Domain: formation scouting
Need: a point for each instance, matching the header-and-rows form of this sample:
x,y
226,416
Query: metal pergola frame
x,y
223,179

********************

*Aim of the task*. Rewrite every line of the records, requests included, and shift each point coordinate in the answers up by 39. Leave the numbers in the requests and format samples as they are.

*Result of the exercise*.
Domain: formation scouting
Need: a point for each instance, matching the header-and-rows form of this sample:
x,y
226,416
Query: metal pergola frame
x,y
262,218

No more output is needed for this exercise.